**What you will do:** Copy the data below, replacing "pointer" with "marker" and changing nothing else. Leave the pictures out of your copy.
==== Information supplied
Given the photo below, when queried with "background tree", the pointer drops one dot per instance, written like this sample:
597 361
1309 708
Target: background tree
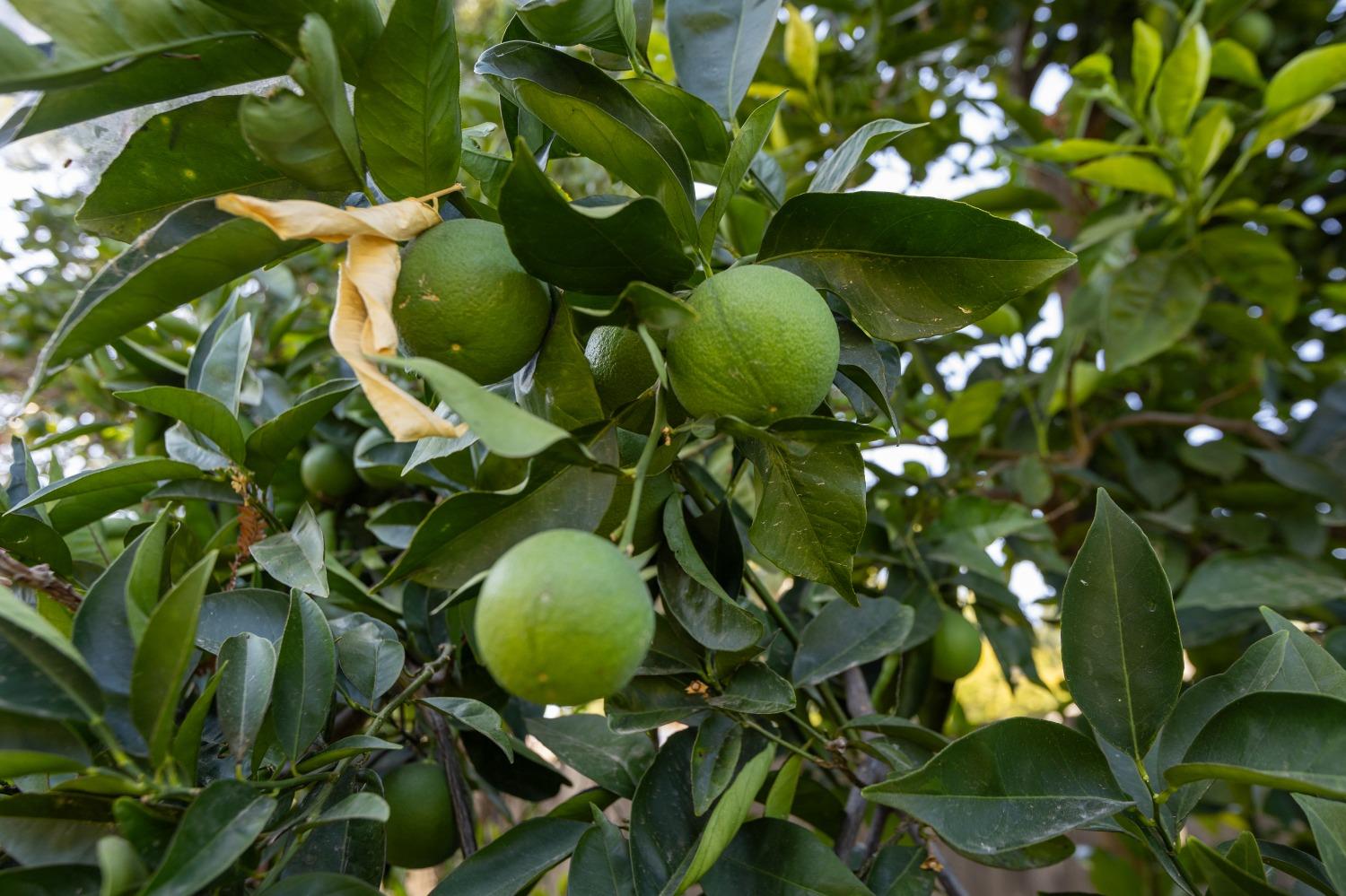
242 615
========
**The completed task:**
Given the photo below, when queried with "background tree", the marker drops one dot per instance, written like this sample:
597 361
1309 708
Target: background tree
242 615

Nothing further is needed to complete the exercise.